+++ Exercise material

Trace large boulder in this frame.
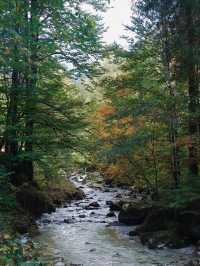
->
[177,210,200,243]
[16,184,55,217]
[137,207,176,232]
[118,203,151,225]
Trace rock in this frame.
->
[177,211,200,243]
[12,214,38,235]
[42,219,51,224]
[106,200,113,206]
[137,207,176,232]
[110,201,125,211]
[140,230,188,249]
[106,221,120,227]
[85,201,100,210]
[79,214,86,218]
[106,211,116,218]
[128,231,138,236]
[118,203,151,225]
[115,194,122,199]
[63,218,74,224]
[16,184,55,217]
[89,248,96,252]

++++++

• Aim of the exercise: Return every line of the listing above verbatim, omitting the picture.

• Result for this exercise:
Trace large boulder in this frame.
->
[177,210,200,243]
[16,184,55,217]
[137,207,176,232]
[118,203,151,225]
Trace rock in this frame.
->
[177,211,200,243]
[12,214,38,235]
[42,219,51,224]
[106,200,113,206]
[137,207,176,232]
[110,201,125,211]
[140,230,188,249]
[106,221,120,227]
[85,201,100,210]
[79,214,86,218]
[106,211,116,218]
[128,231,138,236]
[118,203,151,225]
[115,194,122,199]
[63,218,74,224]
[16,184,55,217]
[89,248,96,252]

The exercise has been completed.